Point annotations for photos
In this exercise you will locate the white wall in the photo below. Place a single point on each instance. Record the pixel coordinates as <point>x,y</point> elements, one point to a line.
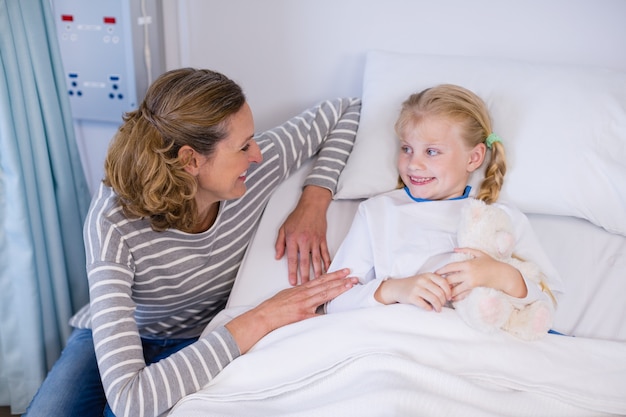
<point>288,54</point>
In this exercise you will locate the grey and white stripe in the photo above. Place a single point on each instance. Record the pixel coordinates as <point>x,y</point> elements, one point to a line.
<point>170,284</point>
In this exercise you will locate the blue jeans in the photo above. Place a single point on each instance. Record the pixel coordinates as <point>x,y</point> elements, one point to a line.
<point>73,387</point>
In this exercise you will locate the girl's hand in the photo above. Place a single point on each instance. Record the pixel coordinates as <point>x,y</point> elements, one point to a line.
<point>288,306</point>
<point>481,270</point>
<point>427,290</point>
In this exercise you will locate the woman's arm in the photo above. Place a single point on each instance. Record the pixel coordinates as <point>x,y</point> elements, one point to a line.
<point>327,130</point>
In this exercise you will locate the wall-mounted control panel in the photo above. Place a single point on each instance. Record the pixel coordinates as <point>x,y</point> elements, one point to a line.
<point>111,51</point>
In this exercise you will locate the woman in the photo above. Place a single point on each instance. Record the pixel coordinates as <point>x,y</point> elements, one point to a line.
<point>186,182</point>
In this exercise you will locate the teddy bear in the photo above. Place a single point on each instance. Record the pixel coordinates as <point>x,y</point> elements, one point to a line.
<point>488,228</point>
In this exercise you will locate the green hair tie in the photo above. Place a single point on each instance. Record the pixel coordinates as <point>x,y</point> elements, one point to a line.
<point>491,139</point>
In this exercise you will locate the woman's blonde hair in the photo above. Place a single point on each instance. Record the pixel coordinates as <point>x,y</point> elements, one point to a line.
<point>182,107</point>
<point>466,108</point>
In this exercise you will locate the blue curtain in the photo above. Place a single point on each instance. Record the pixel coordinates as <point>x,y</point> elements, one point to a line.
<point>44,199</point>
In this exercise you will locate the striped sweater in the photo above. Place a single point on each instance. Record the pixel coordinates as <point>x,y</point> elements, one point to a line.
<point>164,285</point>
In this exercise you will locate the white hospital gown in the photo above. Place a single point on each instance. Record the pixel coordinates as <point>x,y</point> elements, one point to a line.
<point>394,236</point>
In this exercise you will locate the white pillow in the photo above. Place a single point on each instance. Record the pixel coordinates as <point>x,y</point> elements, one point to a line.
<point>564,130</point>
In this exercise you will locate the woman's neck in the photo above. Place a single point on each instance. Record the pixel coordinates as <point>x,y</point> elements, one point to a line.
<point>207,217</point>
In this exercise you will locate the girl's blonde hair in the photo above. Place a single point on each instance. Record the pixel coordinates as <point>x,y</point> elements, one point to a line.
<point>466,108</point>
<point>182,107</point>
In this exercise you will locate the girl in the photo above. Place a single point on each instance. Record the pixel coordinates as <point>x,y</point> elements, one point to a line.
<point>401,242</point>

# DIRECTIVE
Change "striped sweater" to "striped top" in the entries from the line with "In this exercise you will locate the striped" to the line with "<point>394,236</point>", and write out only those lines again with nothing else altered.

# WORKED SOLUTION
In this exercise you will locate the striped top in the photo above. Place a single point on each instance. Record the pixel coordinates as <point>x,y</point> elements, one point to a line.
<point>164,285</point>
In this exercise you will locate the white hospital gown in the photo above. Place a single point on each instance. Record the pixel coordinates as <point>x,y</point> elements, one point to a line.
<point>394,236</point>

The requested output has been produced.